PAGE EXTRACT:
•••••

# 16' Square Back Canoe



## adam bomb (Feb 27, 2006)

Picked up a Michi-Craft 16' Square Back canoe today. Got it with 2 life jackets, a rubber coated anchor with 50-75' of rope, two 25' ropes. 4 of those foam roof top pads that keep it from scuffing the roof of a car and 1 paddle. Looked the boat up and it retails for $1045. Obviously my boat isnt new, but has no leaks, a few dingers, but is very solid. Picked it up for $300. I think i did alright.

Anyone have one of these boats, and if so, how do you like it? I think itll make a great little marsh boat or at the game areas when just my Dad and I go. Probably take it out for a test drive tomorrow on the river. Hopefully theres a few smallies waiting to get caught.


----------



## Shiawassee_Kid (Nov 28, 2000)

solid buy. congrats.


----------



## ds541 (Dec 3, 2004)

you made a great buy,i have the same canoe have hunted and fished out of it many times it hide very easy and its light.i'm taking mine out saturday down the flint river very usefull boat.


----------



## Swamp Boss (Mar 14, 2003)

Nice buy! I have 2 canoes-one stays @ camp all year (neither a Sq. Back) and love them for hunting inland areas and shallow bays where I want to come in quiet! A couple of Coleman Chair backs and you will be in that thing all summer for your test drive! Enjoy!


----------



## choc24/7 (Jan 22, 2008)

hunt out of a square back often,,,really like them...nice and light and quick to carry over the dikes...and get those foam bars on the sides for extra support, great addition,,,,we get two adult hunters, dog, 80 dekes, and our gear and have an easy time.....moves very good with a 6 hp....


----------



## just ducky (Aug 23, 2002)

As Shi Kid said, very solid buy. You could probably do a little work on it and flip it tomorrow for double that.

•••••

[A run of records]
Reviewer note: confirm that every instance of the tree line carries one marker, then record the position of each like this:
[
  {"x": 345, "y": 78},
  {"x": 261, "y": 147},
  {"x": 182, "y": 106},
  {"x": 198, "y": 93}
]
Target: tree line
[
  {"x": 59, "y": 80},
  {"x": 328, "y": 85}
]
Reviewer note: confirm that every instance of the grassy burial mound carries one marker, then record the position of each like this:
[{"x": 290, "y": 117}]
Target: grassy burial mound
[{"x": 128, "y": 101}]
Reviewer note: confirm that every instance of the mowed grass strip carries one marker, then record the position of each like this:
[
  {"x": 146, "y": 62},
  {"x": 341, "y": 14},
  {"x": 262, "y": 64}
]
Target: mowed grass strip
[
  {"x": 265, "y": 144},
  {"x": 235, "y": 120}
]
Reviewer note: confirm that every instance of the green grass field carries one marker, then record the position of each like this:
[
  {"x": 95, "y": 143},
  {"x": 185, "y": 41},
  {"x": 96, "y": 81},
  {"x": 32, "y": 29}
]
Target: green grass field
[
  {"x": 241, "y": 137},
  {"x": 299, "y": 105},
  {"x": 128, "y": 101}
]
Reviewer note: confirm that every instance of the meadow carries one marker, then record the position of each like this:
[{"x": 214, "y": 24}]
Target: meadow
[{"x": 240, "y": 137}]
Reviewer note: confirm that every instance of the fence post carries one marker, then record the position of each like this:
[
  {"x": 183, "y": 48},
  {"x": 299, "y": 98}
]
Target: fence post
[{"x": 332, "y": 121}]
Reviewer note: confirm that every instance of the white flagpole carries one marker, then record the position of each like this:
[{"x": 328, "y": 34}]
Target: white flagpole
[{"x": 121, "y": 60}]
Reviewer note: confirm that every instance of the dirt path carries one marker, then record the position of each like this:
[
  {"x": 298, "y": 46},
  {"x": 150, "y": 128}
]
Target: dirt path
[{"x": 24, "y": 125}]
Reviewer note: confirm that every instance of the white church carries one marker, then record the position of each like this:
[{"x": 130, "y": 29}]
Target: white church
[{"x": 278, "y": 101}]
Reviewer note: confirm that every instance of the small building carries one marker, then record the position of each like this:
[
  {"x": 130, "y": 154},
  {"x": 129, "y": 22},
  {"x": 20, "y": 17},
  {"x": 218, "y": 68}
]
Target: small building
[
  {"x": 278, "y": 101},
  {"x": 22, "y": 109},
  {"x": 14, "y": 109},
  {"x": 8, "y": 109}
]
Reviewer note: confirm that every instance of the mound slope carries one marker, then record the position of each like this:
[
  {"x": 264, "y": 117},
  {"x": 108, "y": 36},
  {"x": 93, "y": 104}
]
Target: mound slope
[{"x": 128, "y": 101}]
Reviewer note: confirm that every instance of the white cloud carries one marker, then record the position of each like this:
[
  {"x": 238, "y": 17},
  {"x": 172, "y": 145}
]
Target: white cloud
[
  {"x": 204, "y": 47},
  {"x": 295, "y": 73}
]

•••••

TASK INSTRUCTIONS:
[a] Edit the canoe thread from "## adam bomb" through "solid buy. congrats.", changing "smallies" to "bass".
[b] List every item that the first post in the canoe thread says came with the canoe.
[c] Add the next post to the canoe thread, picking up after its final reply.

RESULTS IN ORDER:
[a]
## adam bomb (Feb 27, 2006)

Picked up a Michi-Craft 16' Square Back canoe today. Got it with 2 life jackets, a rubber coated anchor with 50-75' of rope, two 25' ropes. 4 of those foam roof top pads that keep it from scuffing the roof of a car and 1 paddle. Looked the boat up and it retails for $1045. Obviously my boat isnt new, but has no leaks, a few dingers, but is very solid. Picked it up for $300. I think i did alright.

Anyone have one of these boats, and if so, how do you like it? I think itll make a great little marsh boat or at the game areas when just my Dad and I go. Probably take it out for a test drive tomorrow on the river. Hopefully theres a few bass waiting to get caught.


----------



## Shiawassee_Kid (Nov 28, 2000)

solid buy. congrats.

[b]
- 2 life jackets
- A rubber coated anchor with 50-75' of rope
- Two 25' ropes
- 4 foam roof top pads
- 1 paddle

[c]
I've used a similar canoe for many years in all kinds of situations, from small marshes, to the managed area crop strips, to the open bay (shallows of course). One thing you may find (I have) is that these types of canoes just don't paddle well. They may be fine floating in a river with current. But they just don't "track" cleanly like some canoes do. So a small kicker motor is really important for going any distance at all. A couple other general things to remember when using canoes....1) they are not nearly as stable as boats, and so being cognizant of their inherent "tippiness" is important. And even though this seems like common sense, your riders, especially those new to canoes, may not have any :lol: 2) don't overload them...even in shallow water. I've seen way too many canoes used in hunting situations that are very overloaded. emptying gear and water out of a filled canoe when your a mile into the marsh is no fun at all...been there, done that. 3) they don't have the freeboard along the side that a boat does, so be aware of wave action. If there's any chop at all, plan your movement with the bow into the waves, not sideways or following the waves. I've seen a relatively small wave come right over the side and fill a canoe with water in an instant. Again, emptying the canoe out mid-hunt is no fun, and can be dangerous. 4) give way to larger boats that may swamp you. You can argue all day about the "rules of the road" when it comes to boating, but the bottom line is you are smaller than them, and you are much more vulnerable to tipping/sinking. Give way to the big boys, no matter how much of an A-hole they appear to be. It's not worth getting wet, or worse.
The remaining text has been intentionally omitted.